● **Task description**
Copy the data below in full, exactly as it appears.

[Records excerpted from a collection]

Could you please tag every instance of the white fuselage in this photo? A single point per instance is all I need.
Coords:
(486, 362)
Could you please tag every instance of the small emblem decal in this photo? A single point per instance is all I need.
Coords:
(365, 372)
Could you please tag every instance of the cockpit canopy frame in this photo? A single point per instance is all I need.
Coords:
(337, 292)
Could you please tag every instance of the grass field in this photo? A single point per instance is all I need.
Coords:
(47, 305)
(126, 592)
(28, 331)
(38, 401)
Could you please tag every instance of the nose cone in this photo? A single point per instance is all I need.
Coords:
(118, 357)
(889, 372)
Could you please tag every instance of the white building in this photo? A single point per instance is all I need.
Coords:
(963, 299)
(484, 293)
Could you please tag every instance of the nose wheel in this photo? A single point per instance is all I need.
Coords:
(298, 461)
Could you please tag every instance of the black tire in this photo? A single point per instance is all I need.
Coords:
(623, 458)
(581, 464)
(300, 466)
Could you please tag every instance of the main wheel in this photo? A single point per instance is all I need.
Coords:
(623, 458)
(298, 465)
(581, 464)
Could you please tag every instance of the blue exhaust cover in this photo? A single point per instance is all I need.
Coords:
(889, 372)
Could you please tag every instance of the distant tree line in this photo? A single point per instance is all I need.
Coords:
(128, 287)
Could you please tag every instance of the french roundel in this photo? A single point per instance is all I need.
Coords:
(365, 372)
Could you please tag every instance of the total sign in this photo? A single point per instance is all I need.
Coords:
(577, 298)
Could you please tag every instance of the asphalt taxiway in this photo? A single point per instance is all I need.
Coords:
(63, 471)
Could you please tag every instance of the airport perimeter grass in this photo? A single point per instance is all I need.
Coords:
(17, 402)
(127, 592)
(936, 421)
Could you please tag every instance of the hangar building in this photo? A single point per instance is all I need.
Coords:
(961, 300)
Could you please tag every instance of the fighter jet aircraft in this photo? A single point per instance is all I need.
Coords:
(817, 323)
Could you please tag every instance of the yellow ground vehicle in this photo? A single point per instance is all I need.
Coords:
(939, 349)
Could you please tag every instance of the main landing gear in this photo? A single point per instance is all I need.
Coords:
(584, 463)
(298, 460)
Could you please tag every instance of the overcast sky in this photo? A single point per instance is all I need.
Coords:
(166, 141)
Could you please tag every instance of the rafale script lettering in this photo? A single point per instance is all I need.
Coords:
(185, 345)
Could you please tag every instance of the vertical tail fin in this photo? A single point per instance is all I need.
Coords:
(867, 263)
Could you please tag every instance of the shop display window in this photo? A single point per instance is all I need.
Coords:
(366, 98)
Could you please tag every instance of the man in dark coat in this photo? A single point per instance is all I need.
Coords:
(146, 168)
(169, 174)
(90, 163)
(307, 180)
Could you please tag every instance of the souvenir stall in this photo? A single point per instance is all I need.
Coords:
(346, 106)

● **Reply to the task**
Could you please tag every instance of the white fuselage in this photo? A single point per instance is all I need.
Coords:
(486, 362)
Could you please tag every instance of the small emblem decal in this photo? A single point per instance is all I need.
Coords:
(365, 372)
Could you please tag every instance of the cockpit canopy frame in this photo? A single point per instance is all I need.
Coords:
(337, 292)
Could you please tag every instance of the grass field in this photo? A single point per instance is all I need.
Coords:
(47, 305)
(126, 592)
(28, 331)
(38, 401)
Could you please tag every instance of the nose cone in this photo? A single point per instance is all I need.
Coords:
(118, 357)
(889, 372)
Could you please tag every instance of the white building in this photo? A single point per instance is all I need.
Coords:
(963, 299)
(484, 293)
Could you please tag every instance of the nose wheel in this photo? A single point per instance is all I need.
Coords:
(298, 461)
Could you please tag every instance of the black tire in this photo? A single point per instance is all I need.
Coords:
(623, 458)
(581, 464)
(300, 466)
Could you please tag every instance of the main wheel in this photo? A single point per instance is all I need.
Coords:
(623, 458)
(298, 465)
(581, 464)
Could you please tag every instance of the blue exhaust cover in this photo? A single point per instance is all I need.
Coords:
(889, 372)
Could you please tag every instance of the distant tree line in this photo? A single point per instance is all I need.
Coords:
(128, 287)
Could you please tag every instance of the french roundel in this photo? A single point per instance is all I need.
Coords:
(365, 372)
Could you please tag every instance of the total sign in this photo? A single point per instance is all I need.
Coords:
(577, 298)
Could you please tag every instance of the asphalt taxiway in this photo? A single point per instance is all I need.
Coords:
(63, 471)
Could you please tag every instance of the airport perimeter grass in this photo? A single point per instance is all I need.
Coords:
(17, 402)
(127, 592)
(936, 421)
Could you please tag every instance of the hangar building in this photo? A single point per instance is all I need.
Coords:
(961, 300)
Could you please tag every instance of the fighter jet aircraft in this photo? A single point per instance is all I need.
Coords:
(817, 323)
Could you please tag every instance of the yellow ground vehicle in this photo? A single point per instance is all I need.
Coords:
(939, 349)
Could you please tag every instance of the main landing gear in this photo? A single point per instance is all I need.
Coords:
(584, 463)
(298, 460)
Could you please tag every instance of the overcast sky in this photo? A single point per instance is all I need.
Coords:
(166, 141)
Could you please tag every instance of the rafale script lettering in this photo? A single point per instance is all I need.
Coords:
(185, 345)
Could you please tag every instance of the vertical tail fin in this photo? A single point per instance is all I need.
Coords:
(867, 263)
Could you please tag every instance of the shop display window in this photo? A single point per instance is all I need.
Coords:
(366, 98)
Could you please tag every instance of the man in dark coat in this photo? A single point per instance is all I need.
Coords:
(146, 168)
(169, 174)
(90, 163)
(307, 180)
Could you please tag every instance of the souvenir stall in this photo? A single point per instance is all I need.
Coords:
(346, 106)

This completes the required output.